──────── PASSAGE TO READ ────────

This article originally appeared in the Summer 2022 issue of the Ontario Medical Review magazine.
Welcome to the summer of 2022. It has been a difficult winter and spring for physicians, and a period of continued change and transformation at the OMA. I hope you get some reprieve during the summer and fall amidst the ongoing physician shortage and burnout epidemic.
In March, members voted to ratify the Physician Services Agreement (PSA). Close to 72 per cent of you voted in favour of the OMA’s first-ever binding vote, a significant milestone in our transformational journey.
I am proud of the way our association and your board were able to mobilize to ensure members were well-informed before voting.
I want to give a special thank you to the Negotiations Task Force for their hard work, including chair Dr. Paul Tenenbein, vice-chair Dr. Hemant Shah, Dr. Nikolina Mizdrak, Dr. Patrick Conlon, Dr. Taylor Lougheed and our legal counsel Howard Goldbatt and Steven Barrett.
The important task ahead of us now is to deliver on the benefits to physicians through successful implementation of your new agreement.
Never has so much been asked of Ontario’s doctors since March 2020. I am very concerned about the effects that burnout is having on members.
Prior to the start of the pandemic, 29 per cent of Ontario’s doctors reported experiencing high levels of burnout. By March 2021, this number had increased to 35 per cent, with another three quarters experiencing some burnout.

──────── INPUT DATA ────────

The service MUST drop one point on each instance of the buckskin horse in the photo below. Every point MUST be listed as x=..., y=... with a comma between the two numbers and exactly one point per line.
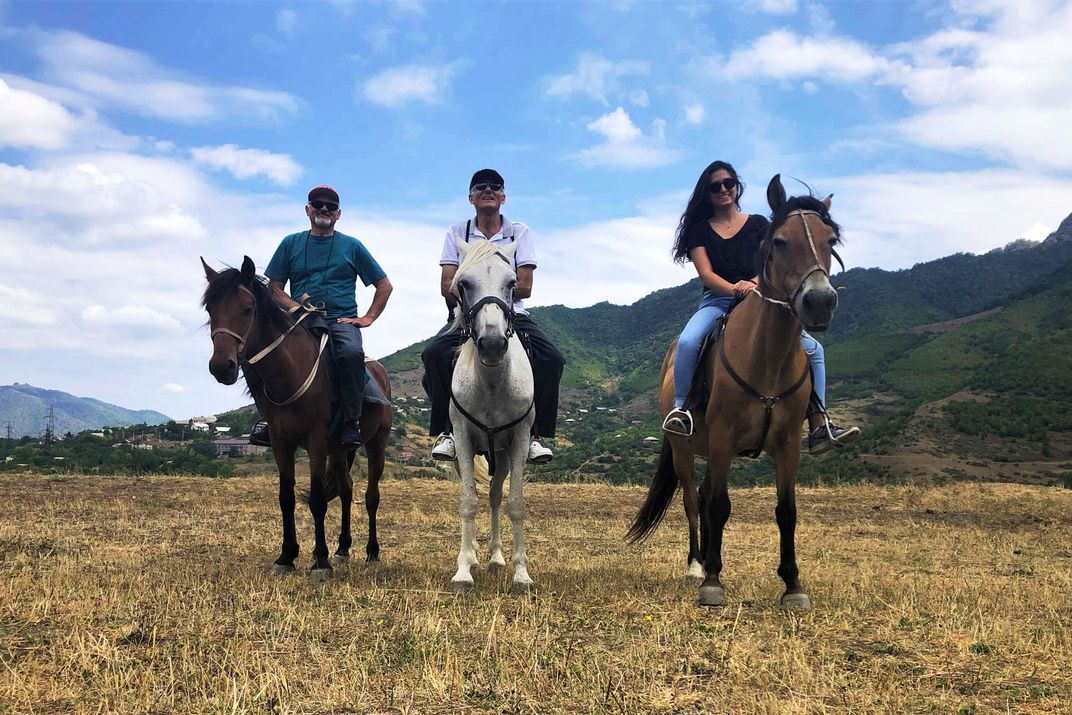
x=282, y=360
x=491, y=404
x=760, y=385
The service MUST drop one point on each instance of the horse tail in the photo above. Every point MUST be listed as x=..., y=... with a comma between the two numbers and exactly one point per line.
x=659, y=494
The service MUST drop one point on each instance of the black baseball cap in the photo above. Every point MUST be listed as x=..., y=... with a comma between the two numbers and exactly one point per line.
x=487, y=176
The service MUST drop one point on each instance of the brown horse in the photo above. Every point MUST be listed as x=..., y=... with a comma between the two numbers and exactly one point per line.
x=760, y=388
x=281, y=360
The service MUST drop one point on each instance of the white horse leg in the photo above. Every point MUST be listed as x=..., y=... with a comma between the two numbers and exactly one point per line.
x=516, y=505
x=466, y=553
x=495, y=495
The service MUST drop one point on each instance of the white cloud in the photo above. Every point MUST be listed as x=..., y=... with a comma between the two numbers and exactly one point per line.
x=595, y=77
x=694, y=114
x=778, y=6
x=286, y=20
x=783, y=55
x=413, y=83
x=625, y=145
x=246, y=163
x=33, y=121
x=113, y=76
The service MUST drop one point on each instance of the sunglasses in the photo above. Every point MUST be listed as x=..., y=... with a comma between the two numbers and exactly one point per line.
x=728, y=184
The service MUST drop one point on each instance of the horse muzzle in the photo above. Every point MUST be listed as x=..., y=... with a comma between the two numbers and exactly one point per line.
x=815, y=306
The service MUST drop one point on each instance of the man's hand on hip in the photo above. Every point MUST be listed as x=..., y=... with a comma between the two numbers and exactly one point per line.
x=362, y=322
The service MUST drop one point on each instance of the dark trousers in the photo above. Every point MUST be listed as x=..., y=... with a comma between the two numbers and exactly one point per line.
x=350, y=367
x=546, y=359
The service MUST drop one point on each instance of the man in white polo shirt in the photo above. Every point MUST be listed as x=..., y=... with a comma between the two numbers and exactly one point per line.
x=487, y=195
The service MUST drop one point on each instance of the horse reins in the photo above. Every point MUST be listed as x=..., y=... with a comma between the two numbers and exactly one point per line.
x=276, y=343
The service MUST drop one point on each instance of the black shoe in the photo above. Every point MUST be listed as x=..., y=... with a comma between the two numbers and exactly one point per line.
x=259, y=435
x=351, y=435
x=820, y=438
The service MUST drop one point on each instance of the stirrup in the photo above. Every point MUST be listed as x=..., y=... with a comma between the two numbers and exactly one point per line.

────────

▶ WORK REQUEST A
Answer these questions from the Ontario Medical Review article above, giving each answer on its own line.
(i) About what share of members voted in favor of the Physician Services Agreement?
(ii) Who chaired the Negotiations Task Force?
(iii) What percentage of Ontario's doctors reported high levels of burnout before the pandemic began?
▶ WORK REQUEST B
Reproduce word for word the part of the Ontario Medical Review article starting at "The important task" and ending at "experiencing some burnout.".

▶ SOLUTION A
(i) Close to 72 percent
(ii) Dr. Paul Tenenbein
(iii) 29 percent

▶ SOLUTION B
The important task ahead of us now is to deliver on the benefits to physicians through successful implementation of your new agreement.
Never has so much been asked of Ontario’s doctors since March 2020. I am very concerned about the effects that burnout is having on members.
Prior to the start of the pandemic, 29 per cent of Ontario’s doctors reported experiencing high levels of burnout. By March 2021, this number had increased to 35 per cent, with another three quarters experiencing some burnout.